Top of AVAILABLE DATA

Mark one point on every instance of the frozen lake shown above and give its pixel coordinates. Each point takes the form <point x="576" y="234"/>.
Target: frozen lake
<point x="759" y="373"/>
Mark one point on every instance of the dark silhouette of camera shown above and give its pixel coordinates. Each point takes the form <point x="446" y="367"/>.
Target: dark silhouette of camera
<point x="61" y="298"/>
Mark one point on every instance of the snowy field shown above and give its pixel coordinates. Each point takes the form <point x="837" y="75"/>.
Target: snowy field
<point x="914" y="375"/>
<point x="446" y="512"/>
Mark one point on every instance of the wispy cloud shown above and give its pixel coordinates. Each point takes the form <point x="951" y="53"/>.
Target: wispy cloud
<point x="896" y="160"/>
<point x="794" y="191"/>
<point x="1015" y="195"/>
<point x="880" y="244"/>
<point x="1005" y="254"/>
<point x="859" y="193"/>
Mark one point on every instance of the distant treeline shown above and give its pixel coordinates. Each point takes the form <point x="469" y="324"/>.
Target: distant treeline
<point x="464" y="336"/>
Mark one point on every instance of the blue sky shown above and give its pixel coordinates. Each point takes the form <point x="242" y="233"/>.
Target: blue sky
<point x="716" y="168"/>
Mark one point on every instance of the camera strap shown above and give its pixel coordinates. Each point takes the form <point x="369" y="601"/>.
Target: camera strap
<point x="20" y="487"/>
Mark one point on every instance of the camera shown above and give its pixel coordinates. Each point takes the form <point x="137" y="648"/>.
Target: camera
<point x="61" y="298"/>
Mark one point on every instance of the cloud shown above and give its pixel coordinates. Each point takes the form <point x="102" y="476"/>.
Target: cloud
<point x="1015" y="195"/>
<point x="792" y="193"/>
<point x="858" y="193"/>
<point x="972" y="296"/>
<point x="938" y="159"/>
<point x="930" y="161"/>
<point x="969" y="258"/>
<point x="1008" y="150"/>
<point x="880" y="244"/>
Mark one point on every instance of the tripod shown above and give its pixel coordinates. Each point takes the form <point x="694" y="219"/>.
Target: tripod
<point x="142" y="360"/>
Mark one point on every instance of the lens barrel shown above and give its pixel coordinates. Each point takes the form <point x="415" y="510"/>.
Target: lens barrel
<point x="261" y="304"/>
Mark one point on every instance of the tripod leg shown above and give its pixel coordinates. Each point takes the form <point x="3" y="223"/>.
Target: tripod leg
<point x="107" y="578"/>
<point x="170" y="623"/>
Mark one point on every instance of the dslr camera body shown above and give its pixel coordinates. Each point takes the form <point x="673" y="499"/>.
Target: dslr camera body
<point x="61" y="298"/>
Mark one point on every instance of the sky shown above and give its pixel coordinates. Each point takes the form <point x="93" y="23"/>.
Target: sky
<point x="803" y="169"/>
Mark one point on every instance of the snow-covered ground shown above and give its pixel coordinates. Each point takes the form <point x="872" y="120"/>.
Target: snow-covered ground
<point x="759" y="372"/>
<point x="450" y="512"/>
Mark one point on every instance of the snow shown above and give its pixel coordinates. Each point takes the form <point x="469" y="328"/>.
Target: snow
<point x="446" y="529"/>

Bottom of AVAILABLE DATA
Top of AVAILABLE DATA

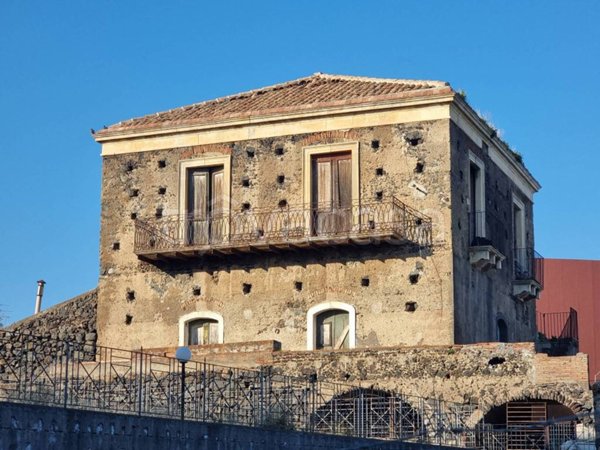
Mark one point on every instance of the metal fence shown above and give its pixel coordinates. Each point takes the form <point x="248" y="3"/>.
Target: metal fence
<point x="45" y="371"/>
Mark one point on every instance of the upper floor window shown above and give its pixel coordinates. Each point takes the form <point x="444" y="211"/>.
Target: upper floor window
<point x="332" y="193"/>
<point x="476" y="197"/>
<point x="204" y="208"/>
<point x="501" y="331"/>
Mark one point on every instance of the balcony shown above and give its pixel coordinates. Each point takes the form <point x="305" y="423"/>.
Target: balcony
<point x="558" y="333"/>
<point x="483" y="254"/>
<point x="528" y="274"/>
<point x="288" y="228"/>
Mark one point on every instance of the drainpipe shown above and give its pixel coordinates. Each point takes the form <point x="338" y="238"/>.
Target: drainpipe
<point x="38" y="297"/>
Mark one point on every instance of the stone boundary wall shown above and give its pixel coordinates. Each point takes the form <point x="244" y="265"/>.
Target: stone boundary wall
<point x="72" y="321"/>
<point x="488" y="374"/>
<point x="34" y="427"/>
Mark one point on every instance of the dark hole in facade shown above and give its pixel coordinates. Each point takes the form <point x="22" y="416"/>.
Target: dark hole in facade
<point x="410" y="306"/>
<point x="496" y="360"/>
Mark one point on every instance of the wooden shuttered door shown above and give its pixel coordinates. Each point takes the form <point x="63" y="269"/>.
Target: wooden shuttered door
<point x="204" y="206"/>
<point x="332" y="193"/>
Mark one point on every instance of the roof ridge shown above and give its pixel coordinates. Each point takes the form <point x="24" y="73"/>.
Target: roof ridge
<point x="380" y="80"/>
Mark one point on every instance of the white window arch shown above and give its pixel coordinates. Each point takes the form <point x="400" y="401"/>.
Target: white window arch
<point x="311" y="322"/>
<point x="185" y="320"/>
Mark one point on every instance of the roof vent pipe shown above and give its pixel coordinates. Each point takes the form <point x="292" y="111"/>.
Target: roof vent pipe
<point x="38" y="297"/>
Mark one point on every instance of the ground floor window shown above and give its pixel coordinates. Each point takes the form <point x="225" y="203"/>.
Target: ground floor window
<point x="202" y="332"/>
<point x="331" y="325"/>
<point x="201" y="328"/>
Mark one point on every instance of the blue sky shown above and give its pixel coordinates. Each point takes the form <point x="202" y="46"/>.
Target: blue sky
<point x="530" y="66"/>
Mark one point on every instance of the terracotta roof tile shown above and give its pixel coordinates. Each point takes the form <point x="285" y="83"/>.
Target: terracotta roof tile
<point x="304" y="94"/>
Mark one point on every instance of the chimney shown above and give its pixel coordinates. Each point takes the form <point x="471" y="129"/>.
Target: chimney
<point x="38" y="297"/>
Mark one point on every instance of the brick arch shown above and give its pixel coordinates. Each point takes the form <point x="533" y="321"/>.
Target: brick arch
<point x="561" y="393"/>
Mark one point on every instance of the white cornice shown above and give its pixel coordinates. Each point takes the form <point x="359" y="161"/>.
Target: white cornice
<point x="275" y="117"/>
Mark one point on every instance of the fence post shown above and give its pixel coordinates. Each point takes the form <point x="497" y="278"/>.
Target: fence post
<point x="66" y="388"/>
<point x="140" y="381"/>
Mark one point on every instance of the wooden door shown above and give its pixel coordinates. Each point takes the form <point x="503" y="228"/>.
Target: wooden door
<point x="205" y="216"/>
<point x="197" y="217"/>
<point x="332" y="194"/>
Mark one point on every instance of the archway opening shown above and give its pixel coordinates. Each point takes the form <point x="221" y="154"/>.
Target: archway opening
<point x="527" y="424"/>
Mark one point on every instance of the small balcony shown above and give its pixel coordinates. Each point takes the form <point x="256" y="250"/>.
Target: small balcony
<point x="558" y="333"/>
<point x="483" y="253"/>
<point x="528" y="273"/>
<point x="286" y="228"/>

Bottom of AVAILABLE DATA

● TASK INSTRUCTIONS: The answer is the run of lines above from the line containing "Mark one point on every instance of the frozen" through the line containing "Mark one point on every instance of the snowy", copied exactly and alone.

● RESPONSE TO THIS EXERCISE:
Mark one point on every instance of the frozen lake shown above and give its pixel coordinates. Each point takes the form <point x="576" y="234"/>.
Target: frozen lake
<point x="759" y="373"/>
Mark one point on every instance of the dark silhouette of camera shown above and give its pixel coordinates. Each point takes the form <point x="446" y="367"/>.
Target: dark silhouette of camera
<point x="61" y="298"/>
Mark one point on every instance of the snowy field shown above and give its pixel coordinates. Each point takes the form <point x="837" y="75"/>.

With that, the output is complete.